Musician Samite brings his message of peace to Scottsdale

Samite will be performing in Scottsdale in October. (submitted photo)

World-renowned musician Samite brings his message of peace, hope and healing to Scottsdale with a one-night-only performance at 7 p.m. on Friday, Oct. 6, in the Virginia G. Piper Theater at Scottsdale Center for the Performing Arts.

The Scottsdale Center for the Performing Arts is at 7380 E. Second St. in Scottsdale.

A familiar performer to audiences around the world, Samite began playing the flute to pass the time when he was a boy in Uganda. Later, he learned to play other instruments, such as the saxophone, and his passion for the power of music has never waned, according to a press release.

Currently, his shows feature traditional African music played on the kalimba (thumb piano), litungu (seven-stringed lyre) and endere (flute).

(Image-backed grounding data)
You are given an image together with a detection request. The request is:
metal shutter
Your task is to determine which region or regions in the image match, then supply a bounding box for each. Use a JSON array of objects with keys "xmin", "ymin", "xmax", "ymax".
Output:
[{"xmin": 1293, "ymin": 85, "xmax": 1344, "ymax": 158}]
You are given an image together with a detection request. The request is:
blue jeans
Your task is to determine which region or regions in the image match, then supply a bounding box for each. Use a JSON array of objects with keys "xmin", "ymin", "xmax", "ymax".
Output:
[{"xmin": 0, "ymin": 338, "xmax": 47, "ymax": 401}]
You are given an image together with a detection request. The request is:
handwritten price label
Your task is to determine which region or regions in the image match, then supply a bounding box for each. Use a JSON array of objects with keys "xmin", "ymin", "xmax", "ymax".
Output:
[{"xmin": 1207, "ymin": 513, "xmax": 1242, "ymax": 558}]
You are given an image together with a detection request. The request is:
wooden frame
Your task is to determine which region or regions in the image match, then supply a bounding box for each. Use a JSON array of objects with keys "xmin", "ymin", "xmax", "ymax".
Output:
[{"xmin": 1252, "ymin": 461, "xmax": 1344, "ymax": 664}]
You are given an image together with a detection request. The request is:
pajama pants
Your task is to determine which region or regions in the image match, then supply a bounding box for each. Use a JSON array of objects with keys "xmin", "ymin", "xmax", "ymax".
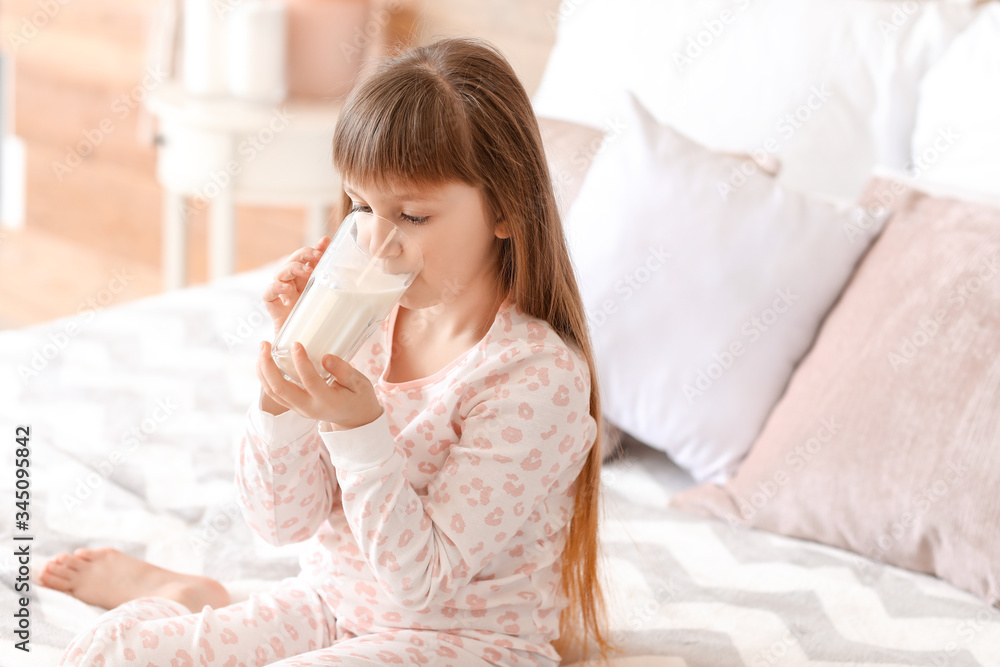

**WHAT YOU HAVE TO DO**
Copy the stretch from "Musician Samite brings his message of peace to" through "a press release." of the article on Samite's Scottsdale performance, substituting "trumpet" for "saxophone".

**RESULT BELOW**
Musician Samite brings his message of peace to Scottsdale

Samite will be performing in Scottsdale in October. (submitted photo)

World-renowned musician Samite brings his message of peace, hope and healing to Scottsdale with a one-night-only performance at 7 p.m. on Friday, Oct. 6, in the Virginia G. Piper Theater at Scottsdale Center for the Performing Arts.

The Scottsdale Center for the Performing Arts is at 7380 E. Second St. in Scottsdale.

A familiar performer to audiences around the world, Samite began playing the flute to pass the time when he was a boy in Uganda. Later, he learned to play other instruments, such as the trumpet, and his passion for the power of music has never waned, according to a press release.